> **PROBLEM SET**:
1. Decide whether each statement agrees with the blog page, answering yes or no and quoting the words from the page that settle it: (a) In youth, the writer took more science classes than art and music. (b) At the time described, the external os was at 2 cm. (c) From 1989 to 2001, patent applications from economies such as China and India increased at nearly three times the United States rate.
2. Duplicate the part of the blog page that opens with the words containing "I seem to notice" and closes with "for a moment.".
3. Name every person the blog page mentions by name.

> **EXTRACT**:
Posts Tagged ‘Education’

This is where I discuss how I am furthering my education by informal means.

Thursday, December 21st, 2006

Before the Internet the local reference librarian is where I would often turn for help but somethings are too awkward to ask.

Could you help me locate some information on the External Os?

External?

Os.

Ox?

Os, Oscar-Sam, Os.

Hmmm. Sam, Oscar. Have you tried Biographies?

Possibly, I should have taken more science classes in my youth rather than loading up on Art and Music while backfilling my schedule with Comparative Literature. However, I am getting a crash course in female reproductive anatomy that goes beyond the highlights offered in the pages of Stuff and Maxim. In this case I learned that they cervix is not really an opening but rather a tube with two separate openings referred to as the Internal and External Os. News to me.

Moving right along to the section filed under TMI; Management is progressing along with contractions becoming more regular and frequent The external is at 2 cm but the doctor could not gauge the internal because, as another doctor earlier in the pregnancy so eloquently put it, “Your cervix is like the Holland Tunnel. No matter how much you might wish otherwise it is still a long way to the other end.” Now that I know how the cervix is constructed that comment makes much more sense.

Anyways, long story short: we continue to wait.

Bread and Circuses Indeed!

Tuesday, October 3rd, 2006

…as if my mind is an open book I stumble on this:

As wealthier, more news-focused audiences leave mainstream outlets, those outlets will be forced to reach out to different groups to fill the holes in their audience – groups that probably have lighter definitions of news. In other words, a small group of coverage-rich news media will get richer while the rest get poorer in their content.

Is that good or bad? Both, probably. But good or bad, if we drift down that road, it will mean a different kind of democracy and a different society.

Just think, there may come a day not too long from now when Tom Cruise and Katie Holmes’s baby not only finds time on the network news – as baby Suri did last week on CBS – but leads the newscast. The good news is you won’t have to watch it. The bad news is a lot of others will tune in and possibly find little else. (The Economist effect: Not all news media are dumbing it down)

I seem to notice that the waters are rising up the sides of my little ivory tower. Anyone have a life raft?

Knowledge Is Power

Tuesday, October 3rd, 2006

Paul Hanle writes,

[F]rom 1989 to 2001, the rate of increase of patent applications from the world’s fastest-growing economies, such as China and India, was nearly three times that of the United States. By that measure, innovation in those economies will blow past ours in little more than a decade — just about the time the current classes of high school biology students will be starting their research careers. (War on evolution has a price)

Think on that for a moment.

(Saved entries)

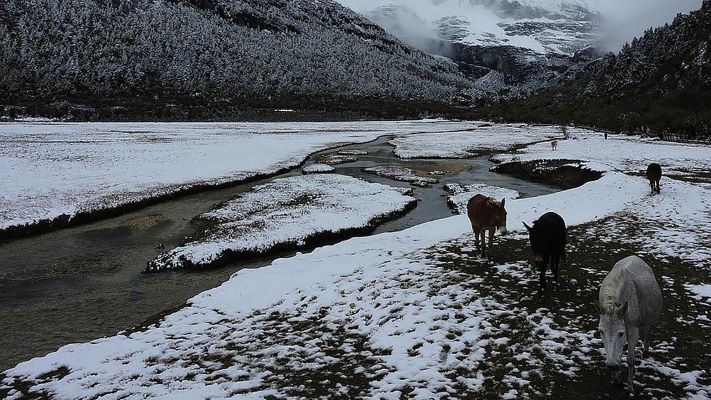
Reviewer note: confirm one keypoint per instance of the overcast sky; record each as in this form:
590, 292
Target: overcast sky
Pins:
625, 19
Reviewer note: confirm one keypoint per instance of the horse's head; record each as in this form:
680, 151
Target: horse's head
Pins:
535, 236
613, 333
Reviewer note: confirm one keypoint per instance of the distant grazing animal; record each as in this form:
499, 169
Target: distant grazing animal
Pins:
654, 174
548, 237
486, 214
630, 304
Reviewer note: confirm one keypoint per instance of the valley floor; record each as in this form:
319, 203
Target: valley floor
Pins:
417, 314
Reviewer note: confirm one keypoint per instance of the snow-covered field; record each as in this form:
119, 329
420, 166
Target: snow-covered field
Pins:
480, 138
416, 314
459, 195
401, 174
318, 169
54, 169
287, 212
620, 153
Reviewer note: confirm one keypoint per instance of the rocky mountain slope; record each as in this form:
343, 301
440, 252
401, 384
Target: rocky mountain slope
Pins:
660, 82
508, 48
163, 57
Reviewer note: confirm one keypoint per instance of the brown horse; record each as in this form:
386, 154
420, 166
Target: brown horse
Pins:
654, 174
486, 214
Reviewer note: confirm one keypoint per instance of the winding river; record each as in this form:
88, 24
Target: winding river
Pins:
81, 283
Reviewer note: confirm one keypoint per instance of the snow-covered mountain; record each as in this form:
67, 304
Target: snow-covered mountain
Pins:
506, 47
182, 58
543, 26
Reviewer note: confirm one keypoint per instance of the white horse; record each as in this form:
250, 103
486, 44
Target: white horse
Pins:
630, 304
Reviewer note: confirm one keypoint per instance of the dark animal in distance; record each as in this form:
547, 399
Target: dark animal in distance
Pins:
654, 174
485, 215
548, 237
630, 305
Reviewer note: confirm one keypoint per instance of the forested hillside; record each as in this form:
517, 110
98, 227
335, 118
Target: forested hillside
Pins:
121, 55
658, 83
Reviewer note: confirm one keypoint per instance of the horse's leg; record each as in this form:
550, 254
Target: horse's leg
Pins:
645, 339
541, 278
491, 241
632, 338
555, 260
482, 241
476, 237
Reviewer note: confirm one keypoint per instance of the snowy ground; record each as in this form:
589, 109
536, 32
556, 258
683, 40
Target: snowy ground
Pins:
416, 314
287, 212
318, 169
621, 153
459, 195
401, 174
482, 138
51, 169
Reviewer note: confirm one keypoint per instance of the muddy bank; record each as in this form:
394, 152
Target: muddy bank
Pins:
564, 174
84, 282
309, 242
84, 217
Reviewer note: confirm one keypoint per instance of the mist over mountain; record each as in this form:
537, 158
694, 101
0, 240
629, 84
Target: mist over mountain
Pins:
659, 82
562, 26
510, 48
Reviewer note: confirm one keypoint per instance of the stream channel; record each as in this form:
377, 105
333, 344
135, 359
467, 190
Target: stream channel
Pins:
82, 283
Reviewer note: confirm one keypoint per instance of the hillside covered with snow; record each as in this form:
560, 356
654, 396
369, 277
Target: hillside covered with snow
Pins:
109, 55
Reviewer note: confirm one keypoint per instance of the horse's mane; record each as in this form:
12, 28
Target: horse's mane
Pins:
608, 293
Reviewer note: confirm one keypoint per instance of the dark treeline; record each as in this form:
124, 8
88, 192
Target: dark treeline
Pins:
139, 55
658, 84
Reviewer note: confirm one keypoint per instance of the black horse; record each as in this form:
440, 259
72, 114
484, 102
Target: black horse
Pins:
548, 237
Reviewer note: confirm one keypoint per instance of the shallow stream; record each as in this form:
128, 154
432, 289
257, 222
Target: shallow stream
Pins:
86, 282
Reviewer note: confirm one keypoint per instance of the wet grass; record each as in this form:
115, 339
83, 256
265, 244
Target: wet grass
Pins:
678, 341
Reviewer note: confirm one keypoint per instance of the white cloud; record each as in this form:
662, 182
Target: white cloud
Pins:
624, 19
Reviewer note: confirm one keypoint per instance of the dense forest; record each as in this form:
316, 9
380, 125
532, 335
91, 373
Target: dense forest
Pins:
659, 83
90, 56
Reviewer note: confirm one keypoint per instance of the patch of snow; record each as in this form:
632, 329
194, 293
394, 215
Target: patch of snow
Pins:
335, 158
318, 169
286, 212
380, 303
54, 169
700, 292
353, 152
400, 173
395, 314
478, 139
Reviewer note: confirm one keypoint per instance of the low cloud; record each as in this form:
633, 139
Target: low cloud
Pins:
623, 19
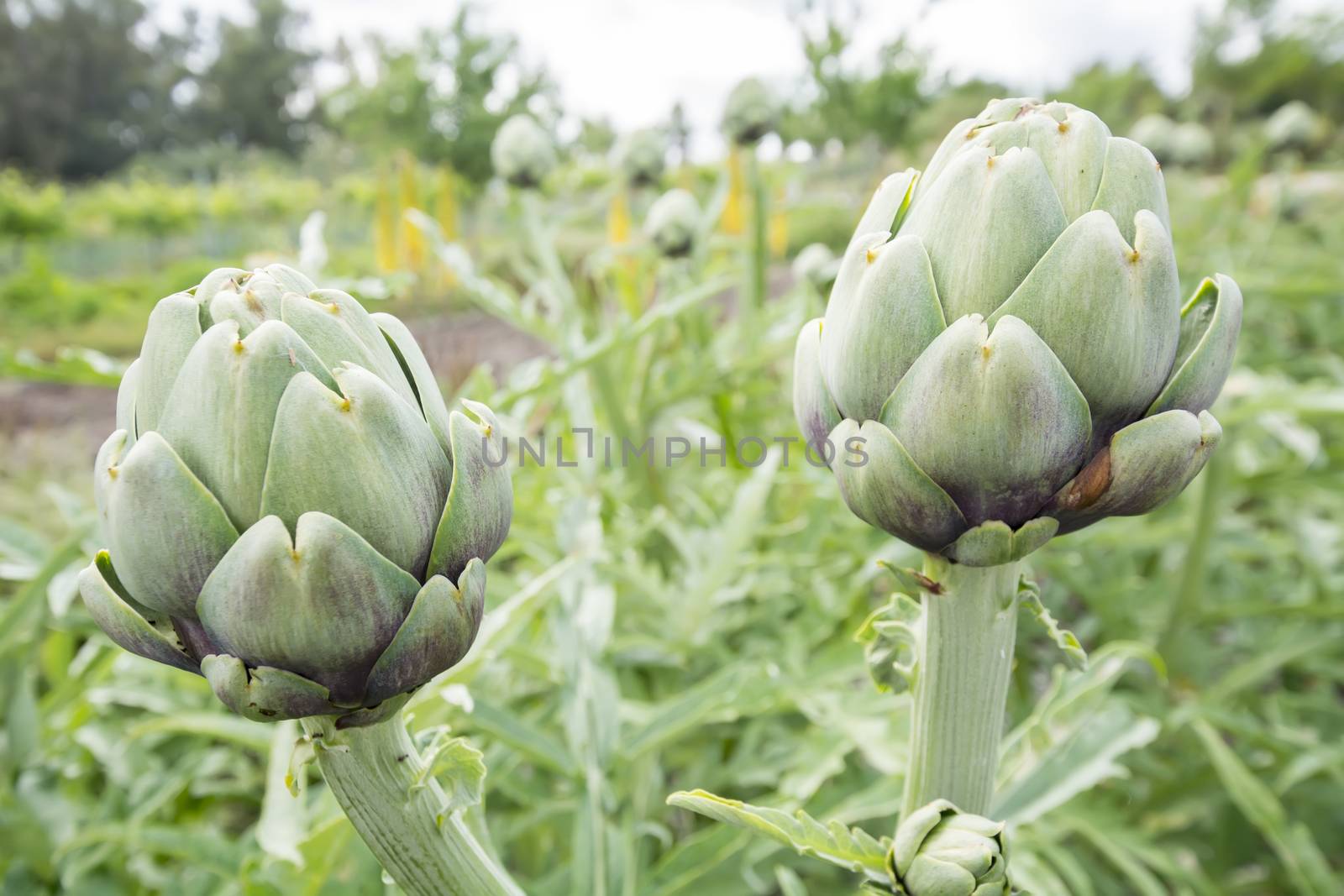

> **RESPONSES BY ITEM NUMBER**:
1.
(a) No: "I should have taken more science classes in my youth rather than loading up on Art and Music"
(b) Yes: "The external is at 2 cm"
(c) Yes: "the rate of increase of patent applications from the world’s fastest-growing economies, such as China and India, was nearly three times that of the United States"

2.
I seem to notice that the waters are rising up the sides of my little ivory tower. Anyone have a life raft?

Knowledge Is Power

Tuesday, October 3rd, 2006

Paul Hanle writes,

[F]rom 1989 to 2001, the rate of increase of patent applications from the world’s fastest-growing economies, such as China and India, was nearly three times that of the United States. By that measure, innovation in those economies will blow past ours in little more than a decade — just about the time the current classes of high school biology students will be starting their research careers. (War on evolution has a price)

Think on that for a moment.

3. Tom Cruise, Katie Holmes, Suri, Paul Hanle